Exercise aim: A bare count is the expected answer, namely the number of lines in the records that have the word "written".

Raw data:
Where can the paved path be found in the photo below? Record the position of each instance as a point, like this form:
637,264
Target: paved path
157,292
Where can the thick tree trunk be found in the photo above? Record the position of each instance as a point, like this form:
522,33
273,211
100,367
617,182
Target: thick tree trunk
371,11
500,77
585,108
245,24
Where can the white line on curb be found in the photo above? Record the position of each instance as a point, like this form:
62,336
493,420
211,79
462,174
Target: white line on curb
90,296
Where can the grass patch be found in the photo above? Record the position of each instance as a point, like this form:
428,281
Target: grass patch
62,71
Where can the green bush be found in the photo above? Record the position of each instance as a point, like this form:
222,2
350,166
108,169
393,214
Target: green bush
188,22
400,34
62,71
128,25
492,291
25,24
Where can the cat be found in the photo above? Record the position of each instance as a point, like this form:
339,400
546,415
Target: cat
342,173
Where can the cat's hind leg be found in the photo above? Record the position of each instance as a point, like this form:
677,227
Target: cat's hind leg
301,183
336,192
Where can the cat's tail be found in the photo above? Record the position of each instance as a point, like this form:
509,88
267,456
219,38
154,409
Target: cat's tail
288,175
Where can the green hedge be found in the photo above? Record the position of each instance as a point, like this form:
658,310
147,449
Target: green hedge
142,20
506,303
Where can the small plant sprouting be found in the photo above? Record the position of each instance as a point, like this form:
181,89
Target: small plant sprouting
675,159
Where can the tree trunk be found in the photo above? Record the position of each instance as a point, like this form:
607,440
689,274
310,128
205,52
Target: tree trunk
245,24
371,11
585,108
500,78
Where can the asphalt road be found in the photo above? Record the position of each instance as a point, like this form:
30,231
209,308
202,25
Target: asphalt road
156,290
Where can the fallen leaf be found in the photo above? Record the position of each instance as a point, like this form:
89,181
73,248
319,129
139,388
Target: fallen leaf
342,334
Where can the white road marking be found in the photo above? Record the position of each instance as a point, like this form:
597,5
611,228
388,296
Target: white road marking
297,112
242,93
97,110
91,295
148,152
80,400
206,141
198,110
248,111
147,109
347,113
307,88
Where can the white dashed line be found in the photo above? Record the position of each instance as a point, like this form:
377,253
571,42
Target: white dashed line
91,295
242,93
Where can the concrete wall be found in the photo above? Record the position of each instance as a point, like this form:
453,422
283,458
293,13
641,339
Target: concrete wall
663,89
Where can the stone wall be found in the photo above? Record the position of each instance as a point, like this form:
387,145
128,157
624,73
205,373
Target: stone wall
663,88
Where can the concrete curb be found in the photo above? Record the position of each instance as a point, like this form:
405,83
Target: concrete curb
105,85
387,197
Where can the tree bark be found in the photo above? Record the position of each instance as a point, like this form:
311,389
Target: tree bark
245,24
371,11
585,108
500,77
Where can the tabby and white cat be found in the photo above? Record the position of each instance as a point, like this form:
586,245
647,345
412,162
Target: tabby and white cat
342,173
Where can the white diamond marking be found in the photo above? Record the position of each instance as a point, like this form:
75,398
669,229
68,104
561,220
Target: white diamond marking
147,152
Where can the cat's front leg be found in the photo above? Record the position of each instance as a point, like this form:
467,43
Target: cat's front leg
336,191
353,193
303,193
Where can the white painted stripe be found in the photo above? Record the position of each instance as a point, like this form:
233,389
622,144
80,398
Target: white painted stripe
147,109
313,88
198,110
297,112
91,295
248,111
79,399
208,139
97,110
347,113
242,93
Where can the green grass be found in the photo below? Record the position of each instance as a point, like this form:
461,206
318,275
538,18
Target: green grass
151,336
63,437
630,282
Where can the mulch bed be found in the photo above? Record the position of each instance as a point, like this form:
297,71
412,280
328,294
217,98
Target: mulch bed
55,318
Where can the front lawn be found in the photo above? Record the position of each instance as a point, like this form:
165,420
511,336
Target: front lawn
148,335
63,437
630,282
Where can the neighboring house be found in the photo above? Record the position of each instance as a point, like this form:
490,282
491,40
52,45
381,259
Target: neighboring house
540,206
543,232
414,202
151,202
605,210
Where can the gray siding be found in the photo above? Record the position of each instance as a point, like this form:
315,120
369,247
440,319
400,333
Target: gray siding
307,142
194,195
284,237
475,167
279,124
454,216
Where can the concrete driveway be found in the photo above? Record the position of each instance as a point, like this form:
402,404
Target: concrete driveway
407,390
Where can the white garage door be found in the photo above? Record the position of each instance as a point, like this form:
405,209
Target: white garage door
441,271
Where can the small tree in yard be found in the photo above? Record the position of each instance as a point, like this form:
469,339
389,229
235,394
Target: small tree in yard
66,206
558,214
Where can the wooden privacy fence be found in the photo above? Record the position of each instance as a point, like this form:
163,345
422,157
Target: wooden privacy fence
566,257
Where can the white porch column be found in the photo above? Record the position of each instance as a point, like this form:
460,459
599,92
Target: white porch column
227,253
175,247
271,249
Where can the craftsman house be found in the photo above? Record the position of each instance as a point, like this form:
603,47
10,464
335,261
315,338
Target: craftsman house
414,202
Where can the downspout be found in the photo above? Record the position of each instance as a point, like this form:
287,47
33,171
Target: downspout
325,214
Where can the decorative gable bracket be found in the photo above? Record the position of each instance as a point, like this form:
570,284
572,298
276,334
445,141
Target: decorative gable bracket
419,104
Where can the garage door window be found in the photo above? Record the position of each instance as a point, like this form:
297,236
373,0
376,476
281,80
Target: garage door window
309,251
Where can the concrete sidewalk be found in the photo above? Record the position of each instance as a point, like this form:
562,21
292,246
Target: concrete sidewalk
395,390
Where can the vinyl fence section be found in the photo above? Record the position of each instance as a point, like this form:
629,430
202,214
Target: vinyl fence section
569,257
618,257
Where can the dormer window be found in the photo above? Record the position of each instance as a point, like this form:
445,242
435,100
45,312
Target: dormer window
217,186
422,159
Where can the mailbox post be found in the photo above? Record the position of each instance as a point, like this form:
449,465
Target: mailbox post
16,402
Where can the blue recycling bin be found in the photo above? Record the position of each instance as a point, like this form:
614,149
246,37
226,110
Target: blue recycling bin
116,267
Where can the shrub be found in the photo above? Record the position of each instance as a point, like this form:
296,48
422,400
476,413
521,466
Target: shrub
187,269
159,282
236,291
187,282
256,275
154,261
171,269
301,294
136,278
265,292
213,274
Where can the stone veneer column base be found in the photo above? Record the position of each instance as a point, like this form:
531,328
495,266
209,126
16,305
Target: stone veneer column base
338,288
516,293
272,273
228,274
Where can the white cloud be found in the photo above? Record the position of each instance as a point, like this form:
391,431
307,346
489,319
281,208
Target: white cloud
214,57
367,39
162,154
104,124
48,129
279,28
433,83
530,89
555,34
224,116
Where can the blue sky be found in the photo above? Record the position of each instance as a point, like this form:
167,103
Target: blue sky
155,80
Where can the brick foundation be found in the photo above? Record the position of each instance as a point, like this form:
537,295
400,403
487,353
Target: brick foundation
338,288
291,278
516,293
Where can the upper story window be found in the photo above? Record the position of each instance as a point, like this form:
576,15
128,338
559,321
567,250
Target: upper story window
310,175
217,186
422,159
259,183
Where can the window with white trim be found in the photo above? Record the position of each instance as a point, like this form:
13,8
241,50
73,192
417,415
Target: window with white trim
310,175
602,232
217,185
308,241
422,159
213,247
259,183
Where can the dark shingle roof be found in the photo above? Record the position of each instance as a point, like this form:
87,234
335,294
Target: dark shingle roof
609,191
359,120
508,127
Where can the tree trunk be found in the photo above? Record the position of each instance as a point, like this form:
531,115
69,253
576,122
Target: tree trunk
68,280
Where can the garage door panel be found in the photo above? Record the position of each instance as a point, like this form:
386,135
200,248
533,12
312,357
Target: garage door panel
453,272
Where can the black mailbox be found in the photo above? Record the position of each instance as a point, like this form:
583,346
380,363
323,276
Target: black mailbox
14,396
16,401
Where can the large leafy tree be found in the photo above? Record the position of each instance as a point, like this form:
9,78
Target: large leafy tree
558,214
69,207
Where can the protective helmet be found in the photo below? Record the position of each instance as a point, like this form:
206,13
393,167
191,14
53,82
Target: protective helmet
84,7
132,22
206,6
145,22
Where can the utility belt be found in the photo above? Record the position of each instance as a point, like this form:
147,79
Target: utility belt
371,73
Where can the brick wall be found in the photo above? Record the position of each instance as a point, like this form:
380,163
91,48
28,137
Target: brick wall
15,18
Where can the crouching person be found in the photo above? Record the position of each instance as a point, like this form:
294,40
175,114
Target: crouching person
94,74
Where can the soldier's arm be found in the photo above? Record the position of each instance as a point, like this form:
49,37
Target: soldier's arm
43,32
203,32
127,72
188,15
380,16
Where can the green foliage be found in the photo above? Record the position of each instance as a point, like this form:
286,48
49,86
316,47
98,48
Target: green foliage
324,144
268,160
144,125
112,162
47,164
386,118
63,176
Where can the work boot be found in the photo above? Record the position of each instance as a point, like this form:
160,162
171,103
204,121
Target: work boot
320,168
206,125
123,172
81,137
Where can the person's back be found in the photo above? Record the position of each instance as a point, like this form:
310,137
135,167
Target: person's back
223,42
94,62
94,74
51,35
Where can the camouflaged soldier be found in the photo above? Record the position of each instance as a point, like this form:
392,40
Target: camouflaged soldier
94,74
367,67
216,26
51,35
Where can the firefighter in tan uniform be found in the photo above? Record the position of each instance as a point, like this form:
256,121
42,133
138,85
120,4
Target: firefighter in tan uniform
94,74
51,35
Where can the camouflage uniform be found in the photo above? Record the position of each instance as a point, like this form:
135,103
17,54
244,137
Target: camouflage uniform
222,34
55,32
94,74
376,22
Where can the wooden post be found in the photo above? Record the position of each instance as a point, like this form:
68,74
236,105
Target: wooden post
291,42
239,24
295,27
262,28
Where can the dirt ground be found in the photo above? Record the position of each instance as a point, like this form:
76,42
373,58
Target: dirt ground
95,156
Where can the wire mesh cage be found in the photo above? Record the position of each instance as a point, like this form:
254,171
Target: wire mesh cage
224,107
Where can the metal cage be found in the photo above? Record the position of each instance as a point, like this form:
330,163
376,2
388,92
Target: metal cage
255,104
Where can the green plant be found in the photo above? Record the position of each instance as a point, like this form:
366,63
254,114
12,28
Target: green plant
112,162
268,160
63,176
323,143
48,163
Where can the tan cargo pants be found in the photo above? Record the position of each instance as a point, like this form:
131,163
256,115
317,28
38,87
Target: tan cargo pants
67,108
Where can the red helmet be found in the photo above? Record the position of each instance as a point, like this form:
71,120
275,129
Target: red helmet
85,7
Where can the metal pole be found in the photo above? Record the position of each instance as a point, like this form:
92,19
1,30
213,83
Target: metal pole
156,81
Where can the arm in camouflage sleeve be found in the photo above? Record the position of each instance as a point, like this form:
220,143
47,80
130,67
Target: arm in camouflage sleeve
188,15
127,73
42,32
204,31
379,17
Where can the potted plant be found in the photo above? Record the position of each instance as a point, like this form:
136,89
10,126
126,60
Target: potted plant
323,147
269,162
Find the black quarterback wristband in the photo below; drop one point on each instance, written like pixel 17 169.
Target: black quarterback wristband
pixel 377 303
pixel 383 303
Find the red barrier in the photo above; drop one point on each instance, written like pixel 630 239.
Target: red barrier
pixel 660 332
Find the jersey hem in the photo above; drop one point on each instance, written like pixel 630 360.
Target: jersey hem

Solution to this task: 3